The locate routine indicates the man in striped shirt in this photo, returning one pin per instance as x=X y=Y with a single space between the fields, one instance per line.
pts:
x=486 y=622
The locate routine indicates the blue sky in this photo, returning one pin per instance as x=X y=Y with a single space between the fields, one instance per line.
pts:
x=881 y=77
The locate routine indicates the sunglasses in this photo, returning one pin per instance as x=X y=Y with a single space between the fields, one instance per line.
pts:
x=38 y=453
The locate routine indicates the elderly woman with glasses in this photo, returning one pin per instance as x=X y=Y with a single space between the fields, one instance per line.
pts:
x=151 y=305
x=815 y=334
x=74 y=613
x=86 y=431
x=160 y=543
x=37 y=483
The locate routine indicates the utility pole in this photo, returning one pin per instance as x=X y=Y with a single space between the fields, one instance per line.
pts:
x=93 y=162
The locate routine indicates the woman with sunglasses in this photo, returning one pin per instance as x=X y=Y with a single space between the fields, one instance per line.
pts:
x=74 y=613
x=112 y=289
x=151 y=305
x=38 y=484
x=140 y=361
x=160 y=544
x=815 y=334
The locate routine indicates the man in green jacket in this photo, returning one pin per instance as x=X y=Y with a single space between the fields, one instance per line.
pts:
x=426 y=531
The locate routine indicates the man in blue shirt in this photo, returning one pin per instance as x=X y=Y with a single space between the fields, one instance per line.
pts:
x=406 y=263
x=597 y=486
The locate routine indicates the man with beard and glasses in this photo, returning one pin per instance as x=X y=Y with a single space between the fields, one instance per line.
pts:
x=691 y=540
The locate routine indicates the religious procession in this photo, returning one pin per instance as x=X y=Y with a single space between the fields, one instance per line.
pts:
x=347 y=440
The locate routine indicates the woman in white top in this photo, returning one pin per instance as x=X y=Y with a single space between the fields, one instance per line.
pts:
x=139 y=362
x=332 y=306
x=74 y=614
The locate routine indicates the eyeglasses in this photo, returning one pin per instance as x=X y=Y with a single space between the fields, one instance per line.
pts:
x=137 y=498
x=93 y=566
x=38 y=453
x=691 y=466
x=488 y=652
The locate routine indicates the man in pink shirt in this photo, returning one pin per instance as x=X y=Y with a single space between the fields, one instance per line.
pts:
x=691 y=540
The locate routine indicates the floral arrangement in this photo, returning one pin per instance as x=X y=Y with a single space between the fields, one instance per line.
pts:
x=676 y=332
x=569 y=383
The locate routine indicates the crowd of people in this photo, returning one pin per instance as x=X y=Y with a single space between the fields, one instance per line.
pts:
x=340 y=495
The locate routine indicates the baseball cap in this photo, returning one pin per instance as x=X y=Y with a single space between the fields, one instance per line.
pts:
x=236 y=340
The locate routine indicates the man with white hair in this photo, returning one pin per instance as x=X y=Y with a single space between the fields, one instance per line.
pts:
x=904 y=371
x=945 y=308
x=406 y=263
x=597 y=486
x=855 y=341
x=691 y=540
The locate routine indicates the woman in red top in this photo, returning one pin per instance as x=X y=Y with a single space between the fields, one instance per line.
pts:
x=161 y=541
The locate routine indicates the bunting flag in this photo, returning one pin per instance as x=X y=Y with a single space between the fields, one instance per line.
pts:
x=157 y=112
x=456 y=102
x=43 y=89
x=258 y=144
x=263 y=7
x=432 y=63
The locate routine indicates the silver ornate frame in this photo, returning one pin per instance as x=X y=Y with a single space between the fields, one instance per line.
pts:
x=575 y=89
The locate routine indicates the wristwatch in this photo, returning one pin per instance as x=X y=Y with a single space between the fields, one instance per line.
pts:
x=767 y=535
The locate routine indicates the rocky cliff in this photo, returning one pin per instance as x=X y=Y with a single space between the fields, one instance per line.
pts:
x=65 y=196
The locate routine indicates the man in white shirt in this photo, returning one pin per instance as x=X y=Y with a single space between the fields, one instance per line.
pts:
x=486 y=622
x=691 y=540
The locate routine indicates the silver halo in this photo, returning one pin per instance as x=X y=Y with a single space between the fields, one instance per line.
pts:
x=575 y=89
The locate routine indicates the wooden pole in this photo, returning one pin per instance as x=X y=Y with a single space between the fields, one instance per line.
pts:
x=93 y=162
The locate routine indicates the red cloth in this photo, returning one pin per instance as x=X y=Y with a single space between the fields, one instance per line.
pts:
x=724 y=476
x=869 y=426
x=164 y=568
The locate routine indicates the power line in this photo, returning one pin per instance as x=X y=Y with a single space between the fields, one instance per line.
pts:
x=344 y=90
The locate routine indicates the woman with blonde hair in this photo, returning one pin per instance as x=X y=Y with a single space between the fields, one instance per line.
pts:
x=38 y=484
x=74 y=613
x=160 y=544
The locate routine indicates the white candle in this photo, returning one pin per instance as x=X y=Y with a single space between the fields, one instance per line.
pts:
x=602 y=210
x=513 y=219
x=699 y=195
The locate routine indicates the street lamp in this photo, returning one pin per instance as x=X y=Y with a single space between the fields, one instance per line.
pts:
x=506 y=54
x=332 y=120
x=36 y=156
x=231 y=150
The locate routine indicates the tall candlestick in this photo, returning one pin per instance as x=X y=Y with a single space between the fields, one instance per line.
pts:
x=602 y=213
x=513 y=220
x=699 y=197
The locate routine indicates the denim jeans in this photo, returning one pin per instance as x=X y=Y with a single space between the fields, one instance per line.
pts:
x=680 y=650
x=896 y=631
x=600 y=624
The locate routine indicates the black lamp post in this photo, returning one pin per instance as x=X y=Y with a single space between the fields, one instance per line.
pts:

• [Work to complete]
Output nothing but the lines from the one containing "The locate routine indicates the black" through the last line of the data, exactly as they stand.

• [Finished exercise]
The locate routine indicates the black lamp post in this photo, returning one pin per instance as x=X y=Y with a single space between the fields, one instance per line.
pts:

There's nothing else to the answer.